Yerleşik hayatla değişen mesken tutma pratikleri üretilen mekânı sadece bedenle değil mobilyayla da işgal eder ve mobilya mimarinin ayrılamaz bir parçası olmakla beraber aslında insan olmayan hayvandan bizi ayıran beden pratiklerinin farkını da derinleştirmeye başlar. (Lucie-Smith, 1979) Yapı tarihi nasıl bir okuma sağlıyorsa mobilya tarihi de aynı şekilde tarihsel bir okuma sunar hatta “İsmail Hakkı Baltacıoğlu’na göre “mobilyacılık”, tezyini sanatlar adıyla asıl mimarlıktan haksız yere ayrılan bir sanat şubesiydi. Aslında mobilya ile siyasî yeğlemeler, ideolojiler, dini ve ahlâkî değerler, toplumsal beğeni arasında doğrudan bir ilişki söz konusuydu.” (Şumnu, 2013) Mobilyalar tarihsel süreçteki beden pratiklerinden tutun da siyasal çıkarımlara kadar detaylı okumalar sağlar o yüzden aslında işlevsel sebeplerle üretilmesinden sonra politik sebeplerle geliştiğini söylemek hiç de yanlış olmayacaktır.

Tasarlanan ve işlevsellik harici amaçlara hizmet eden mobilyalar lüks olarak kullanılmıştır. Elektriğin kullanımına kadar aydınlatmaya ulaşmanın da zorluğundan doğal ışık alan yerlerde gerçekleşen gündelik pratikler ya da belli bir noktaya hizmet eden aydınlatmalardan mekanların mobilyayla işgali çok da mümkün olmamaktadır. Özellikle aynanın (17.yy) kullanımının artmasıyla aydınlatmanın daha geniş mekanlara yarar sağlamasına kadar mekandaki pratikler hep daha sınırlı olmuştur ancak elbette aynaya sahip olabilmek de Versailles’ın Aynalı Salon’undan çok sonra mümkün olmuştur (edinebilen zenginler hariç). Aynanın kullanımı halihazırdaki mobilyaların tasarımlarını da etkileyerek aynalı mobilyalar, onların mekanla kurdukları ilişkiler ve aydınlatma tasarımları da elbette değişmiştir. Konsollarla birleşen, mumlarla yan yana konulan ve doğal ışığı yansıtmak için kullanılan aynalar aynı zamanda mekanları daha ferah yapabilmiştir. Sadece doğal ışık ve muma mecbur olanlar ise sahip oldukları mekanların hepsini kullanamamaya devam etmişlerdir. Aynanın sınıfsallığının derinleşmesine en güzel örneklerden biri olan XIV. Louis’nin Aynalı Salon’u kendini görmek, kendini göstermek, gelenleri görmek ve denetimini aynalarla sağlamak yani olan bitene hâkim olamadığı yerde yansımaları görmek gibi aynanın aydınlatma işlevinden başka amaçlarla da kullanımının örneğidir.

(Bir veri kümesinden alınan öğeler)

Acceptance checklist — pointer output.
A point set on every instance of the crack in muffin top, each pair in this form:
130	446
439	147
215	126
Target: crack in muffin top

Verilen Problem A
Mobilya ve ayna üzerine olan metne göre aşağıdaki soruları yanıtlayınız.
(i) Şumnu'dan aktarılan alıntıda İsmail Hakkı Baltacıoğlu'na göre "mobilyacılık" nasıl bir sanat şubesidir?
(ii) Aynanın kullanımının artması metinde hangi yüzyılla ilişkilendirilmektedir?
(iii) Aynanın sınıfsallığının derinleşmesine en güzel örneklerden biri olarak hangi mekân gösterilmektedir?
Verilen Problem B
Veri kümesinden alınan satırları, boş satırlar hariç her satıra bir dize düşecek biçimde JSON dize listesine dönüştürünüz.

Yazılı Yanıt A
(i) Tezyini sanatlar adıyla asıl mimarlıktan haksız yere ayrılan bir sanat şubesidir.
(ii) 17. yüzyılla ilişkilendirilmektedir.
(iii) XIV. Louis'nin Aynalı Salon'u gösterilmektedir.

Yazılı Yanıt B
[
  "Acceptance checklist — pointer output.",
  "A point set on every instance of the crack in muffin top, each pair in this form:",
  "130\t446",
  "439\t147",
  "215\t126",
  "Target: crack in muffin top"
]